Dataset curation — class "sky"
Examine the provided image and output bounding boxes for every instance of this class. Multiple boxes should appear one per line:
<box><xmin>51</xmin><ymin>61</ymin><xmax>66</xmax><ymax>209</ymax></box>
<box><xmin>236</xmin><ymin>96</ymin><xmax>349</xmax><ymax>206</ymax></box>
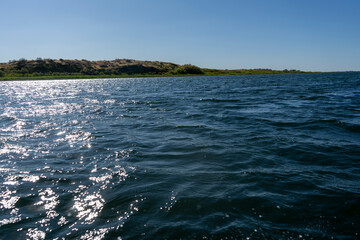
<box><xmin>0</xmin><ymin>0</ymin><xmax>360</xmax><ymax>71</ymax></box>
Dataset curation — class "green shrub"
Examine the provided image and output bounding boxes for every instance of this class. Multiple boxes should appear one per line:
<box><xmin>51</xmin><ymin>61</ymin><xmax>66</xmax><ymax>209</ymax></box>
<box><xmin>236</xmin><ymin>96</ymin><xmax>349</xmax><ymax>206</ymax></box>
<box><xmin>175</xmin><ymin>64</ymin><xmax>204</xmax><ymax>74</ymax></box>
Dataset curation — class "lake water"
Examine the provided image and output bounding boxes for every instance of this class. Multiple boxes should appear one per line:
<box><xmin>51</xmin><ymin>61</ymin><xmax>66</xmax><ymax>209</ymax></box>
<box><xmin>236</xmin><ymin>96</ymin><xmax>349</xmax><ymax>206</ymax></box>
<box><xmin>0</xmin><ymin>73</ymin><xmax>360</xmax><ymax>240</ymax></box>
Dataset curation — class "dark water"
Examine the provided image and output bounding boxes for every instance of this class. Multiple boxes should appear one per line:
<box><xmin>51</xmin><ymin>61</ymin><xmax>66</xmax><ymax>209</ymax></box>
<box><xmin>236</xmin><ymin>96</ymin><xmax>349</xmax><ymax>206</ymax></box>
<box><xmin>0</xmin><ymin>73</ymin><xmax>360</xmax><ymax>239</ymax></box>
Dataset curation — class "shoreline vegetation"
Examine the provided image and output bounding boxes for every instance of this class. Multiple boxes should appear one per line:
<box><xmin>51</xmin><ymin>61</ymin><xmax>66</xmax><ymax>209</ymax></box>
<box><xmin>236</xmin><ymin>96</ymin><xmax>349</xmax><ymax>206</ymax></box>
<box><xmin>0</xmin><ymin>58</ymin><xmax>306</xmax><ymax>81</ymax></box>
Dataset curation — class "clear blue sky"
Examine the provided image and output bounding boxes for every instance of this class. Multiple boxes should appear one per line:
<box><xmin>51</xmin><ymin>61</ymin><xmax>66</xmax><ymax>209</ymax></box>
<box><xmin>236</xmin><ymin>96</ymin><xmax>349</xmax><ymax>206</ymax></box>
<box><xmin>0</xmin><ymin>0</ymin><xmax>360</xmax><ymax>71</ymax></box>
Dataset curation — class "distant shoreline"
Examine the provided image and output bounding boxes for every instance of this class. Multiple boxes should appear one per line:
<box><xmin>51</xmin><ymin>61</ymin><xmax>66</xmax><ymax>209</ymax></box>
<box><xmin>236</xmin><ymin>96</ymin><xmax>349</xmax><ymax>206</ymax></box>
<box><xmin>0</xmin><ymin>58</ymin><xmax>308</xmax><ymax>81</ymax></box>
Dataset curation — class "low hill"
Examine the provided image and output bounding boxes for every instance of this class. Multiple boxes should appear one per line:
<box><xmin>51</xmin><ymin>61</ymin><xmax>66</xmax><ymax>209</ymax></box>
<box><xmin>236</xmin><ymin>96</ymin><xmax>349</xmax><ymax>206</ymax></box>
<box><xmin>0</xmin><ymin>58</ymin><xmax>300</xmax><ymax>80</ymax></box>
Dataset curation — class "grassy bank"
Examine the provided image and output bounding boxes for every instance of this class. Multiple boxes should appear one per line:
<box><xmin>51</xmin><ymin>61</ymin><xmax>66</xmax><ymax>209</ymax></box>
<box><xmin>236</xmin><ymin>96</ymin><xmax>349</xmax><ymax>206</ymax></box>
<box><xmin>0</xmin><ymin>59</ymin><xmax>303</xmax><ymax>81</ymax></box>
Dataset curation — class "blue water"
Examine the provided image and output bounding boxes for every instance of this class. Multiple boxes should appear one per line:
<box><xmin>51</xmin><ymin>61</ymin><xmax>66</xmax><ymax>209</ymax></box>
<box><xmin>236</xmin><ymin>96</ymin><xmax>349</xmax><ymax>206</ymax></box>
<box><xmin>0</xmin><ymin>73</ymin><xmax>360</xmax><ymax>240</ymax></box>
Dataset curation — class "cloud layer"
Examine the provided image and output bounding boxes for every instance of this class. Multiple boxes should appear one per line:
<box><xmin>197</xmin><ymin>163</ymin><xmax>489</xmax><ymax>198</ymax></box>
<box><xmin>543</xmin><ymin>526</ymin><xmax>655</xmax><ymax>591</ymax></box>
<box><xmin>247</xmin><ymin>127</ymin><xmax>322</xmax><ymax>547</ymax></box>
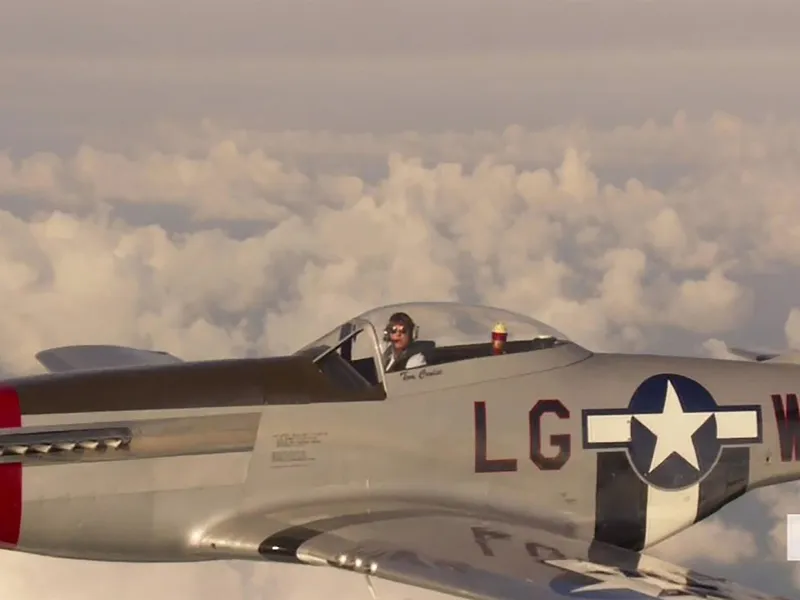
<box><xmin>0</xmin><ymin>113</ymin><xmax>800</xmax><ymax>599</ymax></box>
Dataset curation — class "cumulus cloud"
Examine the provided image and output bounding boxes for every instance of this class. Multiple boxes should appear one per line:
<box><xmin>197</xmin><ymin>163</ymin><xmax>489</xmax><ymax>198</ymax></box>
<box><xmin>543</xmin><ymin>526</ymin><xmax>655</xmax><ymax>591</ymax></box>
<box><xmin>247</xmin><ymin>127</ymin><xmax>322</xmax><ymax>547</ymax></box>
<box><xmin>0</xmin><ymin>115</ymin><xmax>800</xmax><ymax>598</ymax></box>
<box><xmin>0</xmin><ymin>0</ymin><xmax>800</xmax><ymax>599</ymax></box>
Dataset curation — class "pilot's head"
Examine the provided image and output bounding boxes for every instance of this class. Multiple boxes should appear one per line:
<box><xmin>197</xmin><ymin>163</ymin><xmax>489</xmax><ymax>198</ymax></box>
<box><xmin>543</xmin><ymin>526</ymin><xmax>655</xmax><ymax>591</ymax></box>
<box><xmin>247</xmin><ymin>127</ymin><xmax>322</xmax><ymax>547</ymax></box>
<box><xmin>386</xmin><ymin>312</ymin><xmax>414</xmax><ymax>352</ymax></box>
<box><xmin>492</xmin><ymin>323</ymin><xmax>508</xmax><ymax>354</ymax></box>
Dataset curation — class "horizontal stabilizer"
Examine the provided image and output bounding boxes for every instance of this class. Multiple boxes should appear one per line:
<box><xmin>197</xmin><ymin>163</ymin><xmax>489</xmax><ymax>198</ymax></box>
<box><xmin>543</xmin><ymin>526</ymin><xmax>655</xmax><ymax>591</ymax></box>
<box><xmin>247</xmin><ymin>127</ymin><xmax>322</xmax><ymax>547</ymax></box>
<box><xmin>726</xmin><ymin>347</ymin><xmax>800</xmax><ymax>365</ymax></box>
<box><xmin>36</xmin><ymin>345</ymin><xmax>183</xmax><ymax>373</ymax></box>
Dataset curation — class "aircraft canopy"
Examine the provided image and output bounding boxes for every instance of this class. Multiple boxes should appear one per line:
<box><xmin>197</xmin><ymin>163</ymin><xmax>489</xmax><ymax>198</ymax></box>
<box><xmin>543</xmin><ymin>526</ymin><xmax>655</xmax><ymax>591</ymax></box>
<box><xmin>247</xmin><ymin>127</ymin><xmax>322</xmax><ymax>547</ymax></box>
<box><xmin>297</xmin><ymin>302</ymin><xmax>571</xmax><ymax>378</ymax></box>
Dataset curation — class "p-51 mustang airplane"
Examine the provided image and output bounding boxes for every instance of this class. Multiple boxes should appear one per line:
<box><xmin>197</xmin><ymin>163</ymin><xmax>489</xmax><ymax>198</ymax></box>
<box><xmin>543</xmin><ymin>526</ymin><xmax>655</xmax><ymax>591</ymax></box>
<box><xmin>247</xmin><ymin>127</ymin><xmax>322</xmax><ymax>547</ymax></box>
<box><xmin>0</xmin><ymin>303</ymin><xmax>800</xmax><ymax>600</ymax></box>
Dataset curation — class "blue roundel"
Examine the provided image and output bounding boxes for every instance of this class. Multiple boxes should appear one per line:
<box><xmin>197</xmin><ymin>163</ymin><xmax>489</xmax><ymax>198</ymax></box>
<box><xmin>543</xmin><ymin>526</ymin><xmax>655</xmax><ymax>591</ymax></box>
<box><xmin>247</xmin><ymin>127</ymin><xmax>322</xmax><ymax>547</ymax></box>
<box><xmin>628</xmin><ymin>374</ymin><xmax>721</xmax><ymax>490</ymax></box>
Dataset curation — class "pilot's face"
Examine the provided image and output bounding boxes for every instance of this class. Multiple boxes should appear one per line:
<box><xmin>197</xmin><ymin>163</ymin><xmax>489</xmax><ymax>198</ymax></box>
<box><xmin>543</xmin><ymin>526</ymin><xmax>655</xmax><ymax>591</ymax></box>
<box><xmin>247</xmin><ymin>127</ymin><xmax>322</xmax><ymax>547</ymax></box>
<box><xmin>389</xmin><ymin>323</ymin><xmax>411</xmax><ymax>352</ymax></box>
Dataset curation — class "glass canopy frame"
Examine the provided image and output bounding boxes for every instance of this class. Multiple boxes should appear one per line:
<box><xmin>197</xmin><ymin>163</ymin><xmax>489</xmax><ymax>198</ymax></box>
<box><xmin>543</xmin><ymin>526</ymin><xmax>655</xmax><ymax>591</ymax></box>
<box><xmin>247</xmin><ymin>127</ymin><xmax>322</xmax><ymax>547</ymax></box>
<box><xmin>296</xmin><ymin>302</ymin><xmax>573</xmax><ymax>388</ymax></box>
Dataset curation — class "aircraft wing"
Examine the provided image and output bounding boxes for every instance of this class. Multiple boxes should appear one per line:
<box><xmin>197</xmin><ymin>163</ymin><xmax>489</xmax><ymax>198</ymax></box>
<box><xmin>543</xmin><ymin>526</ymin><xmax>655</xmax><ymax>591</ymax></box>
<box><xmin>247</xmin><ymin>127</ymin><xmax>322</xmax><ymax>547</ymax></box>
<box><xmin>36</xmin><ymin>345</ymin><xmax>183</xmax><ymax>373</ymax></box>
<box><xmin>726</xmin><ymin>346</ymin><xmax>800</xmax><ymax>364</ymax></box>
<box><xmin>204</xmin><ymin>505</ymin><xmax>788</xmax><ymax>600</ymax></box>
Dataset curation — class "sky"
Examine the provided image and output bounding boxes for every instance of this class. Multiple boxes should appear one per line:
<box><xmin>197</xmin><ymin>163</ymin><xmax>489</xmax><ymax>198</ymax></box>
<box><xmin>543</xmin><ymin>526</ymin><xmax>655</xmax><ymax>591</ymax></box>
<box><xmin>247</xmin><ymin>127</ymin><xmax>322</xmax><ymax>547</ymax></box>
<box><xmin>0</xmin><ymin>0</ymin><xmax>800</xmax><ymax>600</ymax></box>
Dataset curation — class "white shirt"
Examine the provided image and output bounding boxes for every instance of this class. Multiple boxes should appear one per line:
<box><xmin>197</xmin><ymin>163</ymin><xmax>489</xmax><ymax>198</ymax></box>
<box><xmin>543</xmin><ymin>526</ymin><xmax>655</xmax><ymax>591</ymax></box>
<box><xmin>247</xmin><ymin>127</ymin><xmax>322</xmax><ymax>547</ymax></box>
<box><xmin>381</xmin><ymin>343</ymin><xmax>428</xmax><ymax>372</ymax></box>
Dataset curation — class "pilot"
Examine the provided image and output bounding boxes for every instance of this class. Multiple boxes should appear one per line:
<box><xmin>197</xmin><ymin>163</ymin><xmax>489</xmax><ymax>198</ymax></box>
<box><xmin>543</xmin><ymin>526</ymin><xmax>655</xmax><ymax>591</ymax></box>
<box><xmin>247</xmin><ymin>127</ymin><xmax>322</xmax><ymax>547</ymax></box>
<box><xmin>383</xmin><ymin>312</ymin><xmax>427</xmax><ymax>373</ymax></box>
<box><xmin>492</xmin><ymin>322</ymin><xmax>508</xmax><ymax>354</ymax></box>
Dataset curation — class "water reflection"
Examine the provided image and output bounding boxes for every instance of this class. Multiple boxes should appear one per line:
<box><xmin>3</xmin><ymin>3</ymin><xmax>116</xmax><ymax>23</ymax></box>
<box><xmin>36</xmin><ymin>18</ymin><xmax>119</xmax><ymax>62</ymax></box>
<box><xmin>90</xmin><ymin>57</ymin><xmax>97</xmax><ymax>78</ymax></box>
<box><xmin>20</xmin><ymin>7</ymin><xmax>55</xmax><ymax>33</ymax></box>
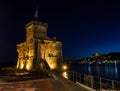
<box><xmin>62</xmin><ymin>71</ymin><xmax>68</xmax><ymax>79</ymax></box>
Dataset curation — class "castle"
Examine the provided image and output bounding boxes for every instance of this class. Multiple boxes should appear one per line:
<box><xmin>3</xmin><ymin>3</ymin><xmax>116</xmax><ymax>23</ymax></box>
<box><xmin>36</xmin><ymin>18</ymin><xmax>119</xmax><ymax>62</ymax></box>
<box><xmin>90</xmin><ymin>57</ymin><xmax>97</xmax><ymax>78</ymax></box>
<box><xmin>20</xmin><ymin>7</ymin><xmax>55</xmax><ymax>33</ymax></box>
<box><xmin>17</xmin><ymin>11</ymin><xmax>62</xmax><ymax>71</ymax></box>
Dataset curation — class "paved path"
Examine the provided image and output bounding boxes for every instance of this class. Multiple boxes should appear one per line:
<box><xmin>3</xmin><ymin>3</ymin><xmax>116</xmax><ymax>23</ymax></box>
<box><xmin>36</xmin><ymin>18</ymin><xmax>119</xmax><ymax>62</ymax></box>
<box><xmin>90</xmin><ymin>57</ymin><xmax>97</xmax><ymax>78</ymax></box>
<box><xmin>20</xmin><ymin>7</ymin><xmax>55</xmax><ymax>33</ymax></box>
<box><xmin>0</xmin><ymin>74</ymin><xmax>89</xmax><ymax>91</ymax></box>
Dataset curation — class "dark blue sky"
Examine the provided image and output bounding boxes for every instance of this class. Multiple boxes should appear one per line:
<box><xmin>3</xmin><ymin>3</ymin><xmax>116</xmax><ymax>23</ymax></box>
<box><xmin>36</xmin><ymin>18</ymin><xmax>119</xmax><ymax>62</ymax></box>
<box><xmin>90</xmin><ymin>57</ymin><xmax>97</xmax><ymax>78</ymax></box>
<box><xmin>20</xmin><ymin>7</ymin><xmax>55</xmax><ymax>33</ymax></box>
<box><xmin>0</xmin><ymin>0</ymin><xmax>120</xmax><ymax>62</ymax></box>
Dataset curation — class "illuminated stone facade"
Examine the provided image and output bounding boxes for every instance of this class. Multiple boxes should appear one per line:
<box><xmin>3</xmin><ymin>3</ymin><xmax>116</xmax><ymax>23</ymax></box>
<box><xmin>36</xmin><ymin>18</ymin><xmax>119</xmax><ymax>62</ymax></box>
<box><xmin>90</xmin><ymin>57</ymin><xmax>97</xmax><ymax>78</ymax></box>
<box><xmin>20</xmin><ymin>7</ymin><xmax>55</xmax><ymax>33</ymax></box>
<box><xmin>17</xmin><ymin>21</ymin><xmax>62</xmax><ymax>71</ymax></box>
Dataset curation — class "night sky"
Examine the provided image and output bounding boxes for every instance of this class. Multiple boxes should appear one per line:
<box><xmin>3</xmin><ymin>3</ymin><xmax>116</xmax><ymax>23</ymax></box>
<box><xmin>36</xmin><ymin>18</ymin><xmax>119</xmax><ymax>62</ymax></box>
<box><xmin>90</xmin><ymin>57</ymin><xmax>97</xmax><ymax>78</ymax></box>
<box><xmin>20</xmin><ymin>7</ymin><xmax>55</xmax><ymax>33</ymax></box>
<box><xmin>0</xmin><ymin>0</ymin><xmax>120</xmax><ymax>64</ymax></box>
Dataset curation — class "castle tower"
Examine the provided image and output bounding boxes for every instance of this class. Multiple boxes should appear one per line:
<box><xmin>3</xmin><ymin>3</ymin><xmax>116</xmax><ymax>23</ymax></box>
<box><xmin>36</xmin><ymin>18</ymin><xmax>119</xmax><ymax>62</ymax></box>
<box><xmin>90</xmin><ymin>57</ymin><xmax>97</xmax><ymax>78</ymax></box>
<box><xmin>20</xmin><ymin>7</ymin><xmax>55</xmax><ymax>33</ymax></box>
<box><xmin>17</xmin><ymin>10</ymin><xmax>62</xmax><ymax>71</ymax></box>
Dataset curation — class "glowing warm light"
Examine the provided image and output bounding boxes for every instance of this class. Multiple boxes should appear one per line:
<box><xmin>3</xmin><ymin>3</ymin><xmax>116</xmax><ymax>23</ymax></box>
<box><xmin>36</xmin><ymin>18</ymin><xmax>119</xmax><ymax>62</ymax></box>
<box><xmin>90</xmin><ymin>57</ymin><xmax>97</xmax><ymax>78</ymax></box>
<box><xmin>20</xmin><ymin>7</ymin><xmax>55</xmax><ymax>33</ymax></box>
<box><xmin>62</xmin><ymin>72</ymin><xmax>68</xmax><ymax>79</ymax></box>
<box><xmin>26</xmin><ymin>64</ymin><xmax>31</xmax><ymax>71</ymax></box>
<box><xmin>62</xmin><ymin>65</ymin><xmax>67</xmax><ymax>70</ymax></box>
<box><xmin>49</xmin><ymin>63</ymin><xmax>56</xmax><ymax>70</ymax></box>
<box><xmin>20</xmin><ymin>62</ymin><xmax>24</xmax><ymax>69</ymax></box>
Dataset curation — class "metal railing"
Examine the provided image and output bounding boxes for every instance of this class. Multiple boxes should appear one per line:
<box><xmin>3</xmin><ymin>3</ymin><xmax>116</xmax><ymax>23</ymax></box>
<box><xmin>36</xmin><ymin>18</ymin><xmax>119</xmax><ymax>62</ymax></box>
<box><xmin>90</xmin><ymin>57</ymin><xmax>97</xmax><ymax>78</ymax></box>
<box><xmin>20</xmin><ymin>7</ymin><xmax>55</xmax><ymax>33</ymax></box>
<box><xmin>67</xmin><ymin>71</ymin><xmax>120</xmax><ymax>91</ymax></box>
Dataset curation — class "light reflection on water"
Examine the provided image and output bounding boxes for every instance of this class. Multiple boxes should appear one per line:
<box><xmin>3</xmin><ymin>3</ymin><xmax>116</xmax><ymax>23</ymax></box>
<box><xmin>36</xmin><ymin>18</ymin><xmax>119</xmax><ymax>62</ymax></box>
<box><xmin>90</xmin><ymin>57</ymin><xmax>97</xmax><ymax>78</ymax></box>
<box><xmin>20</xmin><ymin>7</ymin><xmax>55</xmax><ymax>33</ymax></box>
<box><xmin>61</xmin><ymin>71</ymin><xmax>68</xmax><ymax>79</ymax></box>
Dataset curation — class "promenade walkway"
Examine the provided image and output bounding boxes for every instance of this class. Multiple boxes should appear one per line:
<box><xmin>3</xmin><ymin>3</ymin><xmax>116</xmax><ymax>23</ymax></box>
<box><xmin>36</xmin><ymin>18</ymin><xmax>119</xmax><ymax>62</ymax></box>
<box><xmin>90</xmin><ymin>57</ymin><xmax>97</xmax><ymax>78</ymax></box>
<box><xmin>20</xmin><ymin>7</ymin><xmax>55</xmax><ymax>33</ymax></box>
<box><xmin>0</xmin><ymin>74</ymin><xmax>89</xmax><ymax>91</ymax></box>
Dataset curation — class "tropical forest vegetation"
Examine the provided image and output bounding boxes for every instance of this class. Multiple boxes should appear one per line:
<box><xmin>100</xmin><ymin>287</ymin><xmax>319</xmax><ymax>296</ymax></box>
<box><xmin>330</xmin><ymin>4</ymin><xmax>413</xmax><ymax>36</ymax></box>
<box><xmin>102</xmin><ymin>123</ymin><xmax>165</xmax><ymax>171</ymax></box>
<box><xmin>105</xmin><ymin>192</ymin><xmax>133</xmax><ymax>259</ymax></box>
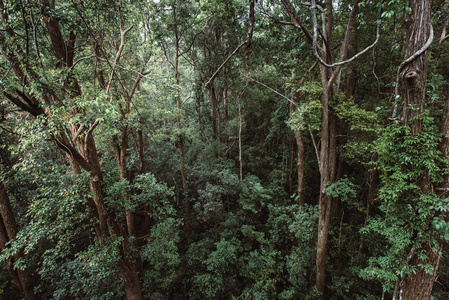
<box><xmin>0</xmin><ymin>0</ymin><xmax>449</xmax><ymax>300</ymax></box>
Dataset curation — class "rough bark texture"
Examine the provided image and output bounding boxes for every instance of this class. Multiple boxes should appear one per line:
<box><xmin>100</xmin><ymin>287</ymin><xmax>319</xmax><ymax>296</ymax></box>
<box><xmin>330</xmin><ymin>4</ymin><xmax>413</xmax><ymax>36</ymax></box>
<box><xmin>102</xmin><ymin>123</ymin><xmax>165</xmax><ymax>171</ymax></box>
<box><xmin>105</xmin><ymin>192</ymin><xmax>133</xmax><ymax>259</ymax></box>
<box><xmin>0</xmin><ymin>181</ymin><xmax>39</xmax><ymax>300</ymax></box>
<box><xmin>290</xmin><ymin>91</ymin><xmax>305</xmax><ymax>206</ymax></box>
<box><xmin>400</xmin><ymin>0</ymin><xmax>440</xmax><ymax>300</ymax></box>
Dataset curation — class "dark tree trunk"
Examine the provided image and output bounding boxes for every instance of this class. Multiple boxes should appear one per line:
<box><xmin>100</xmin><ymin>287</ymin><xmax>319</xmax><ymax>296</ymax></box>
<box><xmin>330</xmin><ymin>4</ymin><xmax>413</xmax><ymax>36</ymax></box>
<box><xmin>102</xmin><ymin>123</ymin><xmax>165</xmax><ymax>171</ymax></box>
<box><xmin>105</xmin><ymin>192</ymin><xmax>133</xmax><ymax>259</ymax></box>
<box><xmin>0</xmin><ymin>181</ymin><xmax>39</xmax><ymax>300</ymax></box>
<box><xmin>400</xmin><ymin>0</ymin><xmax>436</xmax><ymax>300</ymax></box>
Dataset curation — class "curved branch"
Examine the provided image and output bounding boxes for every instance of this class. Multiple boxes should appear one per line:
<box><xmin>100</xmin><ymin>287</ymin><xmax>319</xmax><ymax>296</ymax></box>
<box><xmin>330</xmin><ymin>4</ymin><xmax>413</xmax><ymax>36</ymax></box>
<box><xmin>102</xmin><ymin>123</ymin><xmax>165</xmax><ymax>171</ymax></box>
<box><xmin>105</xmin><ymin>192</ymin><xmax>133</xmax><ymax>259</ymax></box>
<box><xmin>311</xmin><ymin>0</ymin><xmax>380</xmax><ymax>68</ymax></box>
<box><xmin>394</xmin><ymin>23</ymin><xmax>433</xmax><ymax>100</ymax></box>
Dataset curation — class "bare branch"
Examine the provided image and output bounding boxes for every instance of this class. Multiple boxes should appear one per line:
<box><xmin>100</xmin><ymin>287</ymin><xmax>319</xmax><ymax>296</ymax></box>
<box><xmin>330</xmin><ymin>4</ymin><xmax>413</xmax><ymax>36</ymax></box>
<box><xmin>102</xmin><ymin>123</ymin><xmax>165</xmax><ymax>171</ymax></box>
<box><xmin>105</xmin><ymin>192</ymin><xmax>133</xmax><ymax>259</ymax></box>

:::

**Problem to solve:** List every line in the material above that contains the string "water", reproducing each line in full.

**Response:**
Dataset curation — class "lake water"
Dataset curation — class "dark water"
Dataset curation — class "blue water"
Dataset curation — class "water reflection"
Dataset curation — class "light reflection on water"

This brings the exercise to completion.